▶ **Study text**:
For two years, Tamara Heskwa lived on the streets of Cape Town, Joburg and Durban. Together with a friend she met at a shelter, they traversed the country’s roads under often harrowing circumstances.
This journey started when she turned her back on family and friends after leaving a hospital and going to a shelter in Kensington.
“I got divorced in 2012 and that broke me,” says Ms Heskwa. “I turned to alcohol to suppress my pain, to be free. I made bad decisions and lost my job. I was admitted to hospital after trying to commit suicide, and when I was discharged, I had nowhere to go. Well, I did not want to go to my relatives. That’s how I landed up at the Kensington shelter.”
At this shelter she met a man who was initially good to her, but, later he turned abusive.
“We were hitchhiking, walking, driven by a purpose to be together and to do our own thing. I had nowhere to go in Joburg and landed up in a shelter there too. With no friends or family he was all I had. It was not all good as he beat me; he insisted I take drugs. That was the life he wanted, and I was terrified, absolutely scared of this man as we went from place to place begging for money.”

▶ **Exercise prompt**:
Reproduce the full account of Tamara Heskwa's two years living on the streets word for word.

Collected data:
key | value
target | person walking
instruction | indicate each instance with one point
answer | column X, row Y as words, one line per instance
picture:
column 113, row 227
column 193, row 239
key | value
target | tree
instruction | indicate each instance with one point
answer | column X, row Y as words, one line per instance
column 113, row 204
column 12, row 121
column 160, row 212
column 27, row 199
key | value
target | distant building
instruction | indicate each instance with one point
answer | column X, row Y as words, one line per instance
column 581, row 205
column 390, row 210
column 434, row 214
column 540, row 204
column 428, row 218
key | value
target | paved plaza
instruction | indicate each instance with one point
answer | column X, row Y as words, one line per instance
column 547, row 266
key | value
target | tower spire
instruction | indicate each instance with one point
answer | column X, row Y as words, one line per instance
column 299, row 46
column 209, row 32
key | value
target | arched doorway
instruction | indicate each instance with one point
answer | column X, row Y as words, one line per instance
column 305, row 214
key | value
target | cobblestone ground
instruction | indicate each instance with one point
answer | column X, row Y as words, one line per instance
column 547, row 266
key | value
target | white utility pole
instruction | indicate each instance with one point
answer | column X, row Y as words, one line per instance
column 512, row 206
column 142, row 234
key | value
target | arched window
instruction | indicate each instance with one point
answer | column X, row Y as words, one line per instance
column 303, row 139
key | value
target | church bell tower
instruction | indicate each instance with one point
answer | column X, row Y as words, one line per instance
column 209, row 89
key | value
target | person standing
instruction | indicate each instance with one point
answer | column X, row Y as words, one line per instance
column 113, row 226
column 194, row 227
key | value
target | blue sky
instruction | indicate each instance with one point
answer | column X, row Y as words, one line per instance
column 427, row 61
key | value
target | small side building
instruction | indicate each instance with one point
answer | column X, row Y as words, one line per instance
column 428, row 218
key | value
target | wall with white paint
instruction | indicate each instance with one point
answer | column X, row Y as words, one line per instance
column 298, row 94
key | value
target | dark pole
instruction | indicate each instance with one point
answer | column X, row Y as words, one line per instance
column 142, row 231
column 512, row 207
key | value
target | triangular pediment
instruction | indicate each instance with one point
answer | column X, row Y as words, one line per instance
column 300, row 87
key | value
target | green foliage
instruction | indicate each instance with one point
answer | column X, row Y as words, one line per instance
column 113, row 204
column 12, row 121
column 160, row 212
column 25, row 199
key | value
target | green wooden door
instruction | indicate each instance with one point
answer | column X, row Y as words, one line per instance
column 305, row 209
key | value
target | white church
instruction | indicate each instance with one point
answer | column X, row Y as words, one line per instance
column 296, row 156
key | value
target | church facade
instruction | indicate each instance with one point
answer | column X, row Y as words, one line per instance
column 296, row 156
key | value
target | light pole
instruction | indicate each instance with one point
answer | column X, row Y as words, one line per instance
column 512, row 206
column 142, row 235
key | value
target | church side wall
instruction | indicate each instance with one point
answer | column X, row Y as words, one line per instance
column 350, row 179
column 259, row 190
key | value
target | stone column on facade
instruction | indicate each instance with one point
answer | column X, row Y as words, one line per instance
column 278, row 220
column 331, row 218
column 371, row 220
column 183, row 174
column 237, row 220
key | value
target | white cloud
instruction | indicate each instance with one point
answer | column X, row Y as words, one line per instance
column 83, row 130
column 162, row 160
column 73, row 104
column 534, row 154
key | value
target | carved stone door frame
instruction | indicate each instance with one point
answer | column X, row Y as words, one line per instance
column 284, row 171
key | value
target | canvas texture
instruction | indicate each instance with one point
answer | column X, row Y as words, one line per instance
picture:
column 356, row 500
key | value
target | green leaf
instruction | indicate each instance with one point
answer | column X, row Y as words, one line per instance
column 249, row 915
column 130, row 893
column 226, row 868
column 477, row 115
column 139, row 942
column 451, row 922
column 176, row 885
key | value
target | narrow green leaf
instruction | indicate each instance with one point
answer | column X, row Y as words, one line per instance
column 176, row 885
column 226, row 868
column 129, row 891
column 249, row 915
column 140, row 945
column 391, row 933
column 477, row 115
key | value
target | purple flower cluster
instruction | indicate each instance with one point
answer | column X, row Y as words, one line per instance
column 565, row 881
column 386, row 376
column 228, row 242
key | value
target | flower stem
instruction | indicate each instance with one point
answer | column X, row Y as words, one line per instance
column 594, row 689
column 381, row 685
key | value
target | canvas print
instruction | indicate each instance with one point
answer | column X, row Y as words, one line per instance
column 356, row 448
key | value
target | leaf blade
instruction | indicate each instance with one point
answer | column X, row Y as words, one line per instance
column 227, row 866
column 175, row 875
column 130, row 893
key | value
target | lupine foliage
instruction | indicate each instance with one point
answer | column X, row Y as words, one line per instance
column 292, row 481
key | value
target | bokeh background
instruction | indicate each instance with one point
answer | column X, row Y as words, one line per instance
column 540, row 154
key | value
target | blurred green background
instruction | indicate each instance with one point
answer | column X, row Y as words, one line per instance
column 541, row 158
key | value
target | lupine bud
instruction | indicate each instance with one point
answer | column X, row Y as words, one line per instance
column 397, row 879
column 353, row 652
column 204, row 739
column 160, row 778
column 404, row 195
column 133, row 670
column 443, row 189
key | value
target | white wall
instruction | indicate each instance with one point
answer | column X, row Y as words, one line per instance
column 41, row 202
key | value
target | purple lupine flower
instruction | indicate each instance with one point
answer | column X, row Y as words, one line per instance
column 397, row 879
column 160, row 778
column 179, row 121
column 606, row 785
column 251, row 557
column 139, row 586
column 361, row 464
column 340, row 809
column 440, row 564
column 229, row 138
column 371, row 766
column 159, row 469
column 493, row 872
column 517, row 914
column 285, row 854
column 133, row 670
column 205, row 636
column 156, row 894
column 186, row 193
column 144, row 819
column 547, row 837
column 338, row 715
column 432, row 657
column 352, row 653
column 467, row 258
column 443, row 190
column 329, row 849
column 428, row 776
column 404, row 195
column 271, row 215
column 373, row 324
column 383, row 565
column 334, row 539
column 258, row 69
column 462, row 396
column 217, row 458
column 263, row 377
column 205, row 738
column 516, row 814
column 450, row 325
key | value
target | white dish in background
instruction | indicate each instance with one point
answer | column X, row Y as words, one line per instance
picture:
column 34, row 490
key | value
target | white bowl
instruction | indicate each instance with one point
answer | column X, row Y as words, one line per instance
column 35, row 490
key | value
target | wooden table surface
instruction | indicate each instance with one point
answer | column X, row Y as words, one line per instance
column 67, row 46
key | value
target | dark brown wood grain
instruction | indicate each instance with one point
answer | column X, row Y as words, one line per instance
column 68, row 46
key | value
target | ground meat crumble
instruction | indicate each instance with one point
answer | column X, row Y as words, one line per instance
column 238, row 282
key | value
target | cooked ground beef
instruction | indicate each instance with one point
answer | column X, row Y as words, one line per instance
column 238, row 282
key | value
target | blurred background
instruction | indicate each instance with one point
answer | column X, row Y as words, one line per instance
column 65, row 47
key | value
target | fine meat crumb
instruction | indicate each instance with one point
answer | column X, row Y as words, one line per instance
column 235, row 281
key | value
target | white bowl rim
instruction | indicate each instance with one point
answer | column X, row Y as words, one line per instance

▶ **Response**:
For two years, Tamara Heskwa lived on the streets of Cape Town, Joburg and Durban. Together with a friend she met at a shelter, they traversed the country’s roads under often harrowing circumstances.
This journey started when she turned her back on family and friends after leaving a hospital and going to a shelter in Kensington.
“I got divorced in 2012 and that broke me,” says Ms Heskwa. “I turned to alcohol to suppress my pain, to be free. I made bad decisions and lost my job. I was admitted to hospital after trying to commit suicide, and when I was discharged, I had nowhere to go. Well, I did not want to go to my relatives. That’s how I landed up at the Kensington shelter.”
At this shelter she met a man who was initially good to her, but, later he turned abusive.
“We were hitchhiking, walking, driven by a purpose to be together and to do our own thing. I had nowhere to go in Joburg and landed up in a shelter there too. With no friends or family he was all I had. It was not all good as he beat me; he insisted I take drugs. That was the life he wanted, and I was terrified, absolutely scared of this man as we went from place to place begging for money.”